Lines of data

'''

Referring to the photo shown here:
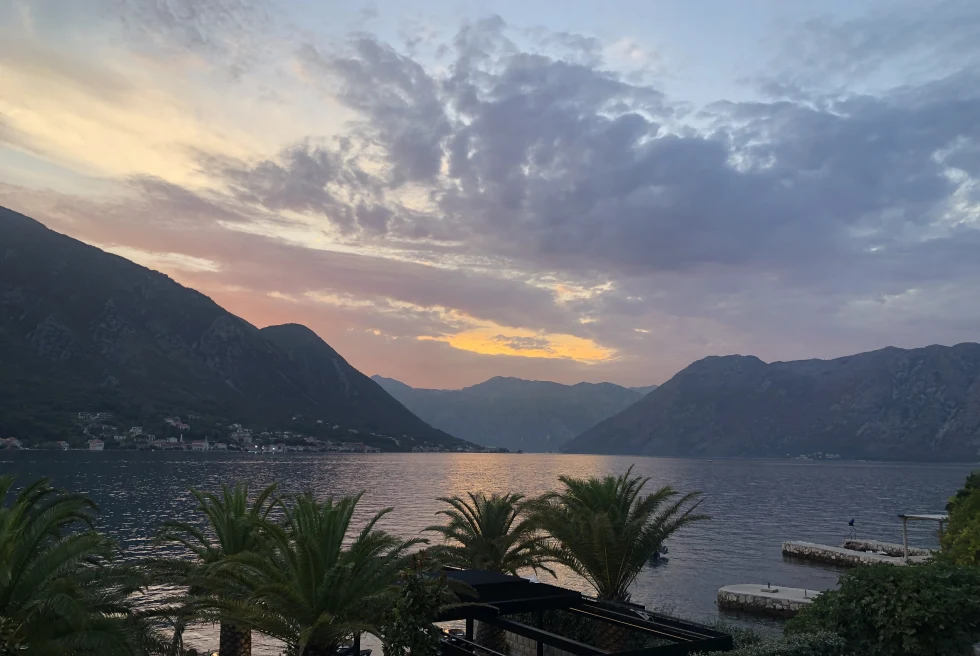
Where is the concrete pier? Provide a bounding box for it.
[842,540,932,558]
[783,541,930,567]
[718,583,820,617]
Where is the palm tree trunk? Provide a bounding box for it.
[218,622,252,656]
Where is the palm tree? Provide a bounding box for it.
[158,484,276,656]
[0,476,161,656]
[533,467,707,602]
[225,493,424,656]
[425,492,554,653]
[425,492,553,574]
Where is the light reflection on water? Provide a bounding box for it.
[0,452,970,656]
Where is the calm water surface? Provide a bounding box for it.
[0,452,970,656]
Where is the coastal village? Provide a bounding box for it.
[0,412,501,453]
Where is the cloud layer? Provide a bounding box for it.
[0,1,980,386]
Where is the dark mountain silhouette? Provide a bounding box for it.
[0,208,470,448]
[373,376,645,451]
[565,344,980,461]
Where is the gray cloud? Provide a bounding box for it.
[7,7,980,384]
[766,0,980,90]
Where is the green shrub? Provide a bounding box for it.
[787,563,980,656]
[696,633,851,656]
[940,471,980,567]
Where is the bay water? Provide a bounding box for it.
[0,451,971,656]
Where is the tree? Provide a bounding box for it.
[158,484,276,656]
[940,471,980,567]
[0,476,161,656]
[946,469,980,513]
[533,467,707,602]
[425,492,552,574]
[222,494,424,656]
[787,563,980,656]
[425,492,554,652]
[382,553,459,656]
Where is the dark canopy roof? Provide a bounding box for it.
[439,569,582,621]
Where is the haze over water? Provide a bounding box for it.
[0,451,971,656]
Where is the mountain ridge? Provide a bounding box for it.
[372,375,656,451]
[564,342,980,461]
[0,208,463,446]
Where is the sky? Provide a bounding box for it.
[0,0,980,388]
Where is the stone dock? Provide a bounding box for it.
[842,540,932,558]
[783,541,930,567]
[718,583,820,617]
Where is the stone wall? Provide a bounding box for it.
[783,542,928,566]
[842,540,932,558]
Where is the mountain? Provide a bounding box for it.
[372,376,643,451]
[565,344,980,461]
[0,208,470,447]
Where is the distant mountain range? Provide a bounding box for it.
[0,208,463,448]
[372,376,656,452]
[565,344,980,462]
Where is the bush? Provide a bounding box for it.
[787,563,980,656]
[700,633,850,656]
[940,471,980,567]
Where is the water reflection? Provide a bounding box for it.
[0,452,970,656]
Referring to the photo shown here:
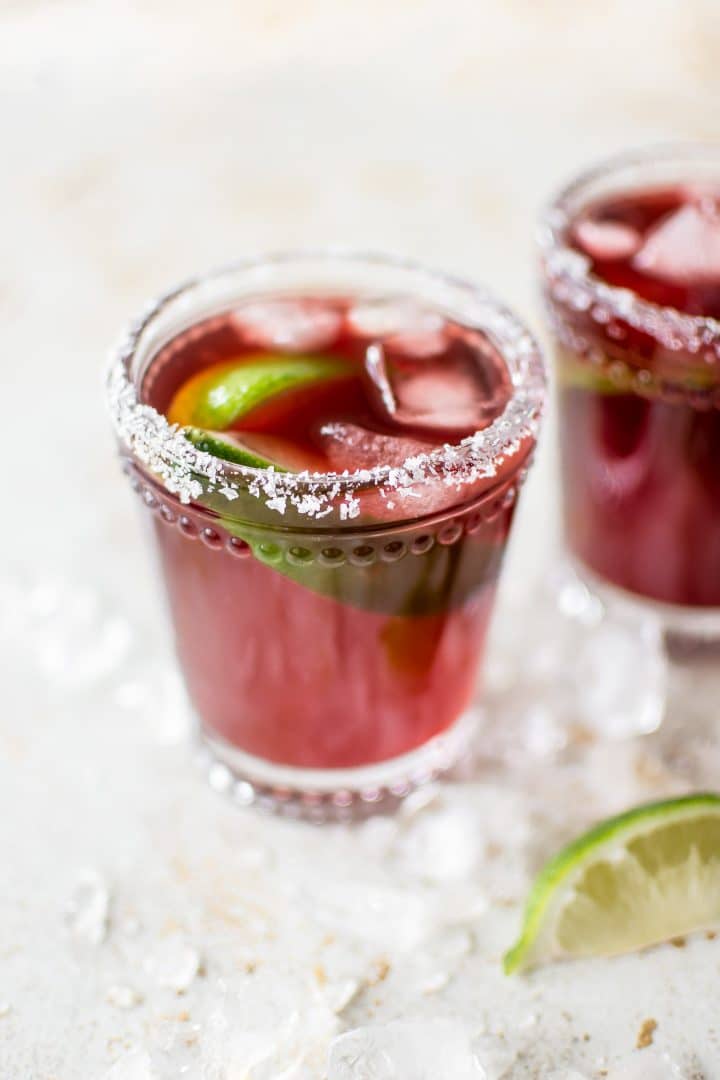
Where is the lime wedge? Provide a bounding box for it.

'''

[DO THIS] Can you give the lines as a numbered list, starting with the first line of the data and going on through the line with "[0,1,980,386]", skipping blank lines and leaving the pictures out?

[OUTPUT OF THE EXERCISE]
1. Referring to the photo shown here:
2. Where is the concrete pier? Provide a bounding box for it.
3. [842,540,932,558]
4. [783,541,930,567]
5. [718,583,820,617]
6. Where is the palm tree trunk? Provide a bounding box for it.
7. [218,622,252,656]
8. Where is the palm tree? Provide a bounding box for it.
9. [158,484,276,656]
10. [0,476,161,656]
11. [533,467,707,602]
12. [225,493,424,656]
13. [425,492,554,653]
14. [425,492,553,574]
15. Where is the light reflection on water? Provide a bounding box for it.
16. [0,452,970,656]
17. Where is the calm water surface? Provide a bounding box for it.
18. [0,452,970,656]
19. Where is the coastal village? Provide a bounding box for it.
20. [0,412,501,453]
21. Where is the cloud layer? Provide a bounding box for it.
22. [0,1,980,386]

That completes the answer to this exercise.